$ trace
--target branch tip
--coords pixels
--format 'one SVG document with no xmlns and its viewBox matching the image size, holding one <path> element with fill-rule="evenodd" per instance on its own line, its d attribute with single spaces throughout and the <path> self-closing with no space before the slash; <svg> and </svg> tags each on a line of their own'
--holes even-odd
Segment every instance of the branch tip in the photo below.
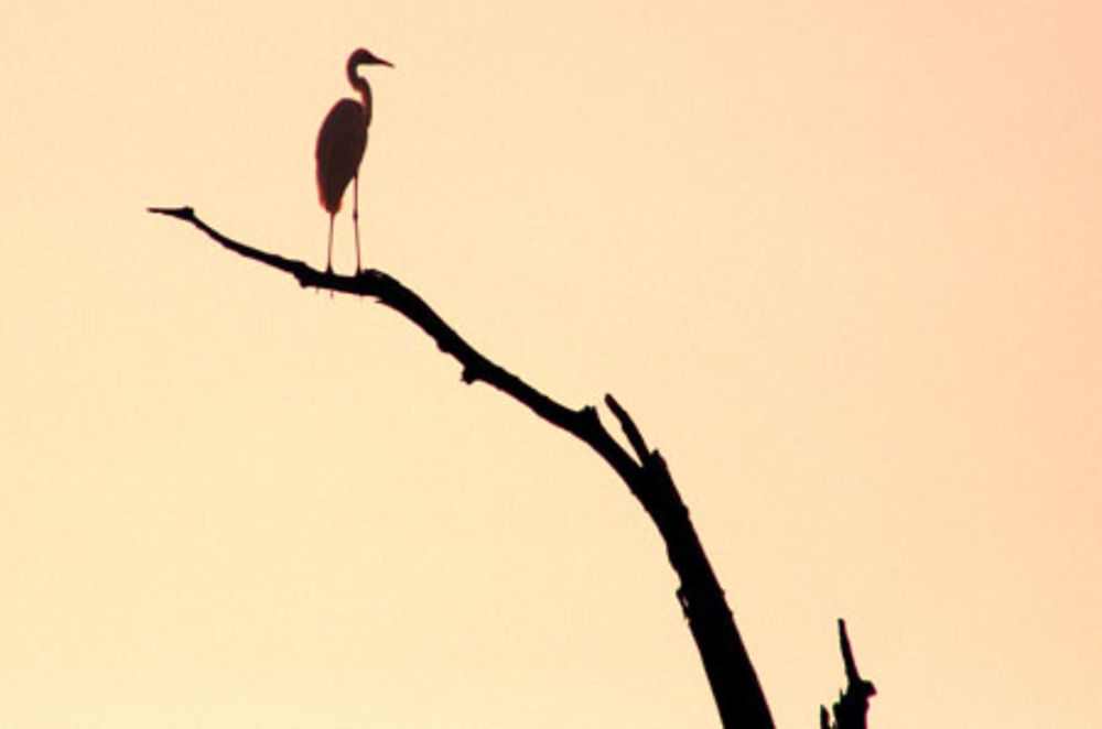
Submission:
<svg viewBox="0 0 1102 729">
<path fill-rule="evenodd" d="M 616 402 L 616 399 L 612 394 L 605 395 L 605 404 L 608 405 L 608 410 L 613 411 L 616 420 L 620 422 L 620 428 L 624 431 L 624 435 L 627 436 L 627 442 L 631 444 L 635 455 L 639 457 L 639 464 L 646 464 L 651 455 L 650 449 L 647 448 L 647 442 L 642 439 L 642 434 L 639 433 L 635 421 L 631 420 L 631 416 Z"/>
</svg>

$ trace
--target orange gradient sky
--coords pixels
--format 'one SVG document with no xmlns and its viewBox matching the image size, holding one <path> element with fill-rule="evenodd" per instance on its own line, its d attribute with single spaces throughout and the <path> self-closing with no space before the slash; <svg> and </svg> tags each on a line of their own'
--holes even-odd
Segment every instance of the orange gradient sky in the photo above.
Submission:
<svg viewBox="0 0 1102 729">
<path fill-rule="evenodd" d="M 871 727 L 1096 723 L 1102 4 L 188 0 L 0 11 L 0 725 L 719 726 L 596 456 L 143 211 L 324 265 L 360 45 L 366 263 L 628 407 L 778 727 L 836 617 Z"/>
</svg>

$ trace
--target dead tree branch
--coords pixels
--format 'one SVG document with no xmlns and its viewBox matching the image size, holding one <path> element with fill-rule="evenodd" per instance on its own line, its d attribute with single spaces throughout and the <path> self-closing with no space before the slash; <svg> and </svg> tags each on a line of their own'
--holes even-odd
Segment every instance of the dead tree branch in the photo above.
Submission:
<svg viewBox="0 0 1102 729">
<path fill-rule="evenodd" d="M 290 273 L 302 286 L 377 300 L 402 314 L 432 337 L 441 351 L 454 357 L 463 367 L 464 382 L 480 380 L 500 390 L 593 448 L 639 500 L 666 542 L 670 565 L 681 583 L 677 598 L 700 651 L 723 726 L 727 729 L 773 728 L 757 674 L 666 461 L 657 450 L 648 449 L 635 422 L 612 395 L 605 396 L 605 403 L 619 421 L 634 456 L 605 429 L 595 407 L 586 405 L 572 410 L 561 405 L 494 363 L 467 344 L 420 296 L 382 271 L 372 269 L 355 276 L 317 271 L 302 261 L 229 239 L 201 220 L 190 207 L 150 208 L 149 211 L 190 222 L 235 253 Z"/>
<path fill-rule="evenodd" d="M 873 682 L 865 681 L 857 673 L 857 664 L 853 660 L 853 649 L 850 646 L 850 635 L 845 632 L 845 621 L 838 621 L 839 642 L 842 648 L 842 662 L 845 664 L 846 687 L 834 703 L 834 723 L 830 721 L 830 712 L 825 706 L 819 707 L 819 726 L 821 729 L 865 729 L 868 715 L 868 699 L 876 696 Z"/>
</svg>

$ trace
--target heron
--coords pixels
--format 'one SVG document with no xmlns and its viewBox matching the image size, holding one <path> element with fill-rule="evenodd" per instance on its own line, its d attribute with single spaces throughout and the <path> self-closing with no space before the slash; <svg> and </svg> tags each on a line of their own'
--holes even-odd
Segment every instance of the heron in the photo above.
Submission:
<svg viewBox="0 0 1102 729">
<path fill-rule="evenodd" d="M 363 65 L 390 66 L 366 48 L 348 56 L 348 83 L 359 91 L 360 100 L 341 99 L 333 105 L 317 132 L 317 197 L 329 214 L 329 246 L 325 272 L 333 272 L 333 220 L 341 209 L 348 183 L 353 183 L 352 219 L 356 228 L 356 273 L 359 273 L 359 163 L 367 149 L 367 128 L 371 123 L 371 87 L 356 73 Z"/>
</svg>

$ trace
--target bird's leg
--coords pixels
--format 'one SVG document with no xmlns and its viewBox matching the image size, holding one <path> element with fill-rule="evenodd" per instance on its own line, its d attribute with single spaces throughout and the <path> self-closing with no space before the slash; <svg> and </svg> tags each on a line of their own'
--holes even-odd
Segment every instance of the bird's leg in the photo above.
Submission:
<svg viewBox="0 0 1102 729">
<path fill-rule="evenodd" d="M 333 218 L 336 214 L 329 213 L 329 254 L 325 259 L 325 272 L 333 273 Z"/>
<path fill-rule="evenodd" d="M 359 275 L 359 175 L 352 178 L 352 222 L 356 226 L 356 275 Z"/>
</svg>

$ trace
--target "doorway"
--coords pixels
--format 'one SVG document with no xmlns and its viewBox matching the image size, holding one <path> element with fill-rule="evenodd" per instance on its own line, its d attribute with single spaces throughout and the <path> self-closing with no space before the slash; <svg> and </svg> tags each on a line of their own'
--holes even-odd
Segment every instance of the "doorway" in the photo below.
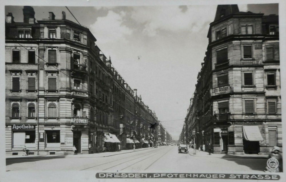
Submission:
<svg viewBox="0 0 286 182">
<path fill-rule="evenodd" d="M 227 145 L 228 144 L 228 138 L 227 137 L 227 134 L 221 134 L 221 139 L 223 140 L 223 149 L 221 150 L 222 152 L 227 152 Z"/>
<path fill-rule="evenodd" d="M 244 153 L 248 154 L 258 154 L 260 152 L 259 141 L 250 141 L 243 140 Z"/>
<path fill-rule="evenodd" d="M 76 150 L 75 152 L 75 153 L 81 153 L 82 150 L 80 146 L 81 137 L 81 132 L 74 132 L 74 145 L 76 149 Z"/>
</svg>

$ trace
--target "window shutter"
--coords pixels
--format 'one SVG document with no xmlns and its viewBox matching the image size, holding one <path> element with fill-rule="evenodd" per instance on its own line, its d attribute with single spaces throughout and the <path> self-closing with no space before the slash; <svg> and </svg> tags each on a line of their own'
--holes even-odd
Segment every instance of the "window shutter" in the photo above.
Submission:
<svg viewBox="0 0 286 182">
<path fill-rule="evenodd" d="M 276 146 L 277 145 L 277 136 L 275 130 L 269 130 L 268 131 L 269 137 L 269 146 Z"/>
<path fill-rule="evenodd" d="M 12 82 L 12 89 L 13 90 L 19 90 L 20 77 L 13 77 Z"/>
<path fill-rule="evenodd" d="M 28 78 L 28 89 L 35 90 L 36 89 L 36 78 Z"/>
<path fill-rule="evenodd" d="M 276 113 L 276 107 L 275 107 L 275 102 L 268 102 L 268 113 Z"/>
<path fill-rule="evenodd" d="M 253 100 L 245 100 L 245 114 L 253 114 L 254 112 Z"/>
<path fill-rule="evenodd" d="M 55 63 L 57 62 L 57 52 L 55 50 L 49 50 L 49 63 Z"/>
<path fill-rule="evenodd" d="M 228 61 L 227 49 L 225 49 L 217 52 L 217 62 L 221 64 Z"/>
<path fill-rule="evenodd" d="M 246 73 L 244 74 L 244 85 L 252 85 L 252 74 L 251 73 Z"/>
<path fill-rule="evenodd" d="M 12 52 L 12 62 L 13 63 L 20 62 L 20 51 L 13 51 Z"/>
<path fill-rule="evenodd" d="M 273 60 L 273 48 L 266 48 L 266 60 Z"/>
<path fill-rule="evenodd" d="M 57 90 L 56 78 L 49 78 L 48 89 L 49 90 Z"/>
<path fill-rule="evenodd" d="M 243 46 L 243 58 L 249 59 L 252 58 L 251 46 Z"/>
</svg>

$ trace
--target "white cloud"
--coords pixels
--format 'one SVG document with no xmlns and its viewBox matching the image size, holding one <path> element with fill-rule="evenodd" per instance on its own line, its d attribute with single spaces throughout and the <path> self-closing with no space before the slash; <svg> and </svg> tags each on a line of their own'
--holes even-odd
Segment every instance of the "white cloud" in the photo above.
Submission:
<svg viewBox="0 0 286 182">
<path fill-rule="evenodd" d="M 142 32 L 149 36 L 160 30 L 198 32 L 204 28 L 202 25 L 213 21 L 216 9 L 213 6 L 190 6 L 184 11 L 178 6 L 135 7 L 131 18 L 144 24 Z"/>
<path fill-rule="evenodd" d="M 126 36 L 132 34 L 133 30 L 123 24 L 125 16 L 123 12 L 118 14 L 110 10 L 106 16 L 98 17 L 90 29 L 95 36 L 100 37 L 100 41 L 105 44 L 126 42 Z"/>
</svg>

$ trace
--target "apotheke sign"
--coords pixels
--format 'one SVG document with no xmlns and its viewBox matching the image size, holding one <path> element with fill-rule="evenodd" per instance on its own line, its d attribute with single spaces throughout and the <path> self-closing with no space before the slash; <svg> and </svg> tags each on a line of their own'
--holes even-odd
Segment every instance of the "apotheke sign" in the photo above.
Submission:
<svg viewBox="0 0 286 182">
<path fill-rule="evenodd" d="M 36 129 L 35 126 L 33 124 L 13 124 L 12 125 L 12 130 L 34 130 Z"/>
<path fill-rule="evenodd" d="M 212 96 L 229 93 L 231 91 L 231 87 L 229 85 L 213 88 L 210 89 L 210 95 Z"/>
</svg>

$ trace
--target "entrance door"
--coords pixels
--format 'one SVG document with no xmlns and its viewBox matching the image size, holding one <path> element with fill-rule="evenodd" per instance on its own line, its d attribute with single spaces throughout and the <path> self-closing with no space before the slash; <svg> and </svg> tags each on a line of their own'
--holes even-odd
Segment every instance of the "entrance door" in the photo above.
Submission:
<svg viewBox="0 0 286 182">
<path fill-rule="evenodd" d="M 260 152 L 259 141 L 249 141 L 243 140 L 244 153 L 249 154 L 257 154 Z"/>
<path fill-rule="evenodd" d="M 227 152 L 227 145 L 229 143 L 227 135 L 223 135 L 223 134 L 222 134 L 221 135 L 221 139 L 223 139 L 223 150 L 222 150 L 222 151 L 223 152 Z"/>
<path fill-rule="evenodd" d="M 82 150 L 81 149 L 81 139 L 82 137 L 82 132 L 80 131 L 74 132 L 74 145 L 76 147 L 76 150 L 75 153 L 81 153 Z"/>
</svg>

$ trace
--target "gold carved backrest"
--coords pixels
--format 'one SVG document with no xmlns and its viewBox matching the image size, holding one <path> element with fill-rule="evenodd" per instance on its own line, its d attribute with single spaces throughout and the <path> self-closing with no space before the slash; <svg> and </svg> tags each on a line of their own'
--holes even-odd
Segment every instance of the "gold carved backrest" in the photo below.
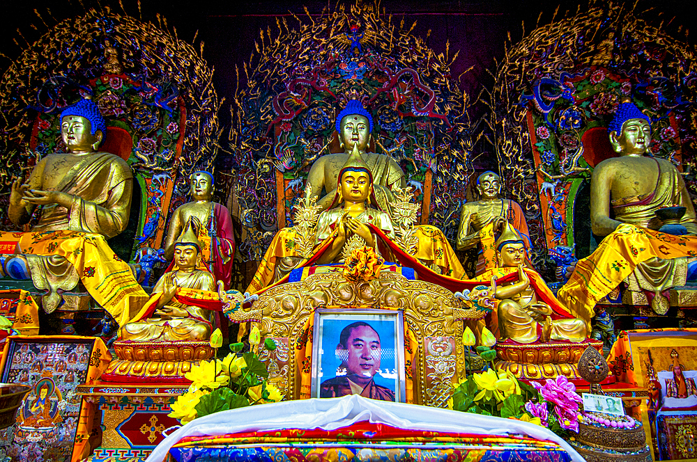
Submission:
<svg viewBox="0 0 697 462">
<path fill-rule="evenodd" d="M 413 386 L 413 402 L 445 407 L 452 387 L 465 375 L 461 320 L 477 319 L 483 313 L 465 309 L 452 292 L 422 280 L 408 280 L 396 273 L 385 272 L 379 279 L 350 282 L 340 273 L 317 274 L 302 282 L 273 287 L 247 310 L 234 314 L 238 322 L 252 321 L 262 337 L 273 338 L 274 351 L 259 345 L 259 353 L 269 369 L 270 379 L 286 393 L 286 399 L 307 397 L 311 370 L 312 332 L 309 317 L 318 308 L 361 308 L 401 310 L 405 324 L 405 348 L 409 351 L 406 376 Z M 412 360 L 408 363 L 408 357 Z M 408 399 L 409 393 L 407 393 Z"/>
</svg>

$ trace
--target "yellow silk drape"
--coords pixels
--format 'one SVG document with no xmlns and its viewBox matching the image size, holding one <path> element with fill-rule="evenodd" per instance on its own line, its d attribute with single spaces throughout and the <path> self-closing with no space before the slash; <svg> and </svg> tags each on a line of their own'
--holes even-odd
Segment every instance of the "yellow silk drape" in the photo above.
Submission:
<svg viewBox="0 0 697 462">
<path fill-rule="evenodd" d="M 148 294 L 101 234 L 75 231 L 2 232 L 0 241 L 17 241 L 22 253 L 61 255 L 70 262 L 87 292 L 123 326 L 146 302 Z"/>
<path fill-rule="evenodd" d="M 579 260 L 557 298 L 575 317 L 585 321 L 590 332 L 595 304 L 631 273 L 638 264 L 654 257 L 685 256 L 697 256 L 697 237 L 673 236 L 622 224 L 603 239 L 590 256 Z"/>
</svg>

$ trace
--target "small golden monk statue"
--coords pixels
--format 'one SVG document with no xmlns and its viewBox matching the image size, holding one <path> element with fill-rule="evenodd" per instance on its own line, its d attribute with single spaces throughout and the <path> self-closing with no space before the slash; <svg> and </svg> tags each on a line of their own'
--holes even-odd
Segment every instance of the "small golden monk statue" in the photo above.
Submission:
<svg viewBox="0 0 697 462">
<path fill-rule="evenodd" d="M 493 230 L 500 232 L 505 222 L 513 225 L 523 238 L 526 246 L 530 245 L 523 209 L 514 200 L 503 199 L 501 193 L 501 178 L 491 171 L 484 172 L 477 178 L 477 192 L 480 200 L 466 202 L 460 212 L 460 228 L 457 233 L 457 250 L 462 250 L 480 244 L 480 232 L 490 223 Z M 481 250 L 477 260 L 476 274 L 486 270 L 484 255 Z"/>
<path fill-rule="evenodd" d="M 664 291 L 684 285 L 694 273 L 694 263 L 679 257 L 697 255 L 694 207 L 680 173 L 668 161 L 645 155 L 651 144 L 649 118 L 625 101 L 608 132 L 620 157 L 599 164 L 590 182 L 592 231 L 605 238 L 579 262 L 558 294 L 589 325 L 595 304 L 631 274 L 654 310 L 665 314 L 669 301 Z M 662 212 L 675 206 L 684 207 L 684 214 L 674 217 L 677 223 L 672 226 L 685 235 L 664 228 Z"/>
<path fill-rule="evenodd" d="M 555 313 L 551 307 L 537 299 L 528 274 L 534 271 L 524 268 L 525 243 L 508 223 L 505 225 L 503 232 L 496 241 L 496 249 L 503 267 L 518 269 L 517 282 L 496 288 L 495 297 L 500 300 L 497 314 L 501 340 L 510 339 L 517 343 L 534 343 L 538 340 L 543 342 L 568 340 L 577 343 L 585 340 L 588 333 L 583 320 L 553 320 L 552 315 Z"/>
<path fill-rule="evenodd" d="M 193 200 L 174 211 L 164 239 L 164 257 L 171 260 L 175 243 L 183 230 L 191 225 L 196 230 L 201 245 L 202 266 L 222 281 L 224 289 L 230 287 L 232 259 L 235 254 L 235 237 L 232 218 L 227 208 L 211 202 L 215 186 L 208 172 L 194 172 L 190 177 L 190 193 Z"/>
<path fill-rule="evenodd" d="M 179 288 L 213 292 L 215 280 L 201 264 L 201 244 L 191 226 L 174 243 L 174 268 L 165 273 L 153 288 L 157 298 L 152 317 L 130 322 L 121 329 L 121 340 L 177 342 L 208 340 L 213 332 L 213 312 L 190 306 L 175 298 Z"/>
<path fill-rule="evenodd" d="M 31 277 L 34 287 L 47 291 L 45 311 L 57 307 L 59 291 L 82 280 L 123 325 L 148 296 L 106 241 L 128 223 L 133 175 L 121 157 L 97 152 L 105 132 L 104 118 L 90 99 L 63 111 L 61 134 L 68 152 L 46 156 L 26 182 L 20 177 L 12 185 L 10 219 L 26 224 L 40 207 L 38 221 L 31 232 L 0 233 L 0 242 L 19 245 L 22 255 L 8 257 L 5 269 L 10 277 Z"/>
<path fill-rule="evenodd" d="M 391 190 L 404 188 L 406 182 L 404 172 L 391 157 L 366 152 L 373 132 L 373 118 L 370 113 L 360 101 L 351 99 L 339 113 L 335 125 L 344 152 L 323 156 L 312 164 L 307 175 L 307 184 L 312 187 L 312 197 L 321 197 L 323 189 L 326 189 L 326 194 L 321 196 L 317 205 L 323 210 L 329 208 L 337 193 L 335 185 L 338 184 L 339 172 L 355 146 L 373 176 L 374 195 L 380 207 L 388 210 L 389 203 L 395 200 Z"/>
</svg>

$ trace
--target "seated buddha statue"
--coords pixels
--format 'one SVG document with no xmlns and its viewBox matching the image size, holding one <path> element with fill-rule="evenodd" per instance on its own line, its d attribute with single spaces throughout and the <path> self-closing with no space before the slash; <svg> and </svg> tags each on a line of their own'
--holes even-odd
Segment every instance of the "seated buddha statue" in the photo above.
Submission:
<svg viewBox="0 0 697 462">
<path fill-rule="evenodd" d="M 404 172 L 391 157 L 383 154 L 367 152 L 373 132 L 373 118 L 357 99 L 351 99 L 339 113 L 335 123 L 344 152 L 330 154 L 318 159 L 307 175 L 307 184 L 312 188 L 312 197 L 321 198 L 317 205 L 322 209 L 329 208 L 337 193 L 339 172 L 346 163 L 353 147 L 365 161 L 374 179 L 374 190 L 381 208 L 388 211 L 389 202 L 395 197 L 391 190 L 404 188 L 406 183 Z M 323 190 L 326 193 L 322 196 Z"/>
<path fill-rule="evenodd" d="M 619 157 L 599 164 L 590 184 L 592 230 L 605 237 L 579 261 L 558 295 L 589 323 L 595 303 L 632 273 L 653 296 L 654 310 L 664 314 L 668 301 L 662 293 L 683 285 L 694 273 L 687 260 L 679 257 L 697 256 L 694 207 L 680 173 L 668 161 L 645 155 L 651 143 L 648 116 L 625 101 L 608 131 Z M 673 235 L 659 218 L 661 209 L 674 206 L 684 207 L 677 224 L 685 235 Z"/>
<path fill-rule="evenodd" d="M 215 291 L 215 280 L 201 264 L 201 244 L 192 226 L 174 243 L 174 267 L 155 283 L 151 297 L 154 312 L 121 328 L 121 340 L 176 342 L 208 340 L 213 332 L 213 312 L 182 303 L 175 296 L 181 288 Z"/>
<path fill-rule="evenodd" d="M 12 185 L 8 215 L 15 225 L 29 222 L 31 232 L 2 232 L 0 241 L 16 242 L 22 255 L 5 256 L 4 269 L 15 278 L 31 277 L 46 289 L 44 310 L 61 301 L 59 291 L 82 280 L 90 295 L 123 325 L 147 301 L 128 265 L 106 239 L 128 223 L 133 175 L 118 156 L 98 152 L 106 124 L 99 108 L 82 99 L 61 114 L 61 134 L 68 152 L 45 156 L 29 179 Z"/>
<path fill-rule="evenodd" d="M 526 246 L 530 246 L 523 209 L 514 200 L 503 199 L 501 193 L 501 178 L 493 172 L 488 171 L 477 178 L 477 192 L 480 200 L 465 202 L 460 212 L 460 227 L 457 233 L 457 248 L 463 250 L 480 246 L 480 232 L 490 223 L 493 223 L 494 231 L 499 232 L 506 221 L 512 223 L 518 230 Z M 485 271 L 484 255 L 481 248 L 477 260 L 476 274 Z"/>
<path fill-rule="evenodd" d="M 494 294 L 500 301 L 496 310 L 500 340 L 526 344 L 585 340 L 588 332 L 582 319 L 559 319 L 549 304 L 538 300 L 528 274 L 533 271 L 523 268 L 525 243 L 507 223 L 496 241 L 496 250 L 503 267 L 518 269 L 518 280 L 498 285 Z"/>
<path fill-rule="evenodd" d="M 320 216 L 318 222 L 318 235 L 321 237 L 321 239 L 325 237 L 325 233 L 329 229 L 327 223 L 330 223 L 332 226 L 341 225 L 342 229 L 346 232 L 346 239 L 351 239 L 353 234 L 360 235 L 360 233 L 357 233 L 351 229 L 352 226 L 358 226 L 357 219 L 365 219 L 366 221 L 365 224 L 367 225 L 369 223 L 382 231 L 393 229 L 395 226 L 392 222 L 390 204 L 390 201 L 394 200 L 394 195 L 388 187 L 382 186 L 381 182 L 384 182 L 385 178 L 392 175 L 388 173 L 392 170 L 388 168 L 387 166 L 392 165 L 390 162 L 394 161 L 388 159 L 386 156 L 374 154 L 371 159 L 384 160 L 371 165 L 364 158 L 364 155 L 370 155 L 365 153 L 370 138 L 370 129 L 373 127 L 369 113 L 363 109 L 358 102 L 349 102 L 346 109 L 339 114 L 336 125 L 337 129 L 341 131 L 344 147 L 348 147 L 346 149 L 350 150 L 342 154 L 330 154 L 321 157 L 310 169 L 307 177 L 307 184 L 311 188 L 310 198 L 318 197 L 322 189 L 326 188 L 328 184 L 335 185 L 328 194 L 328 196 L 321 199 L 322 201 L 326 200 L 325 205 L 320 207 L 318 205 L 318 208 L 324 210 L 323 213 L 325 214 Z M 332 159 L 331 163 L 323 160 L 325 157 L 331 157 Z M 338 159 L 342 159 L 343 164 L 338 164 L 335 169 L 333 167 L 330 168 L 335 162 L 339 161 Z M 394 165 L 399 168 L 396 164 Z M 353 168 L 360 166 L 360 169 L 364 171 L 365 175 L 358 175 L 357 171 L 345 170 L 345 168 L 349 166 Z M 346 186 L 348 188 L 347 196 L 344 196 L 341 191 L 342 175 L 347 171 L 352 172 L 346 175 L 347 181 L 350 177 L 351 181 L 367 182 L 360 185 L 352 184 L 351 187 L 347 185 Z M 376 173 L 381 175 L 380 177 L 381 179 L 376 176 Z M 333 184 L 328 183 L 330 177 L 333 178 L 332 181 L 335 182 Z M 400 177 L 403 182 L 403 176 Z M 390 183 L 392 187 L 399 187 L 401 184 L 399 182 Z M 365 188 L 368 188 L 370 192 L 367 192 Z M 348 207 L 351 209 L 351 213 L 355 216 L 346 214 L 347 211 L 341 208 L 344 200 L 348 200 L 348 202 L 353 202 L 354 198 L 359 197 L 356 196 L 352 198 L 354 189 L 356 191 L 355 194 L 360 196 L 367 194 L 363 199 L 356 200 L 355 203 L 348 204 Z M 365 212 L 360 209 L 364 203 L 367 205 Z M 344 219 L 337 220 L 339 216 L 344 216 Z M 417 225 L 413 228 L 413 235 L 418 240 L 418 244 L 414 247 L 413 253 L 411 254 L 410 257 L 437 273 L 460 279 L 464 274 L 464 269 L 443 232 L 437 228 L 430 225 Z M 338 230 L 339 228 L 336 229 Z M 333 231 L 335 228 L 331 228 L 331 230 Z M 361 233 L 367 234 L 363 228 Z M 386 232 L 386 235 L 389 236 L 390 232 Z M 391 238 L 388 237 L 389 239 Z M 293 269 L 307 265 L 311 259 L 303 257 L 298 253 L 296 246 L 298 240 L 298 234 L 294 228 L 286 228 L 279 230 L 274 237 L 271 245 L 266 250 L 256 273 L 245 292 L 250 294 L 258 293 L 270 285 L 283 280 Z M 365 241 L 367 243 L 368 239 L 366 239 Z M 335 243 L 332 246 L 334 247 L 330 252 L 332 258 L 324 255 L 321 262 L 334 261 L 337 258 L 340 251 L 337 248 L 343 248 L 343 244 L 339 246 L 339 243 Z M 383 257 L 387 258 L 385 255 Z M 316 260 L 312 261 L 316 262 Z M 394 260 L 388 260 L 388 261 Z M 413 267 L 411 263 L 409 266 Z"/>
<path fill-rule="evenodd" d="M 227 208 L 210 201 L 214 180 L 208 172 L 191 174 L 190 193 L 193 200 L 177 207 L 169 222 L 164 239 L 164 257 L 171 260 L 175 243 L 184 229 L 191 225 L 196 230 L 201 245 L 200 269 L 207 269 L 215 280 L 222 281 L 229 289 L 232 274 L 232 258 L 235 253 L 235 237 L 232 219 Z"/>
</svg>

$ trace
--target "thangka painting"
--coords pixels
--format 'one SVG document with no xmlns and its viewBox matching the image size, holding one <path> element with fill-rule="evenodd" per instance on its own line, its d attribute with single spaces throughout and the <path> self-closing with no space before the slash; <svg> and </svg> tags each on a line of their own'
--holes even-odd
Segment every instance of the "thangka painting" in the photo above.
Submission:
<svg viewBox="0 0 697 462">
<path fill-rule="evenodd" d="M 15 423 L 0 431 L 0 460 L 70 460 L 82 405 L 74 390 L 86 381 L 91 363 L 100 362 L 94 348 L 94 339 L 10 340 L 2 381 L 31 390 Z"/>
</svg>

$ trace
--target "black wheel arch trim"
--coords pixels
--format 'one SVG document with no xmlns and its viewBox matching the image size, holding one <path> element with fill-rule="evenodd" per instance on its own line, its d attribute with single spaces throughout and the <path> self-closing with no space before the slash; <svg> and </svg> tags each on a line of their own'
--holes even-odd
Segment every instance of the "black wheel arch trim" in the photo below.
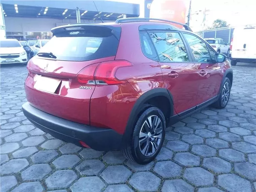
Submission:
<svg viewBox="0 0 256 192">
<path fill-rule="evenodd" d="M 156 88 L 148 91 L 143 93 L 136 101 L 130 114 L 125 131 L 124 133 L 122 143 L 123 147 L 126 146 L 130 137 L 133 128 L 138 116 L 141 111 L 145 104 L 150 99 L 155 97 L 163 96 L 169 100 L 170 107 L 170 114 L 169 117 L 173 116 L 174 107 L 172 101 L 173 97 L 170 92 L 164 88 Z"/>
</svg>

^^^^

Return every line of the entries above that contains the word "seated", copying each line in full.

--target "seated buddha statue"
Segment every instance of the "seated buddha statue" in the photo above.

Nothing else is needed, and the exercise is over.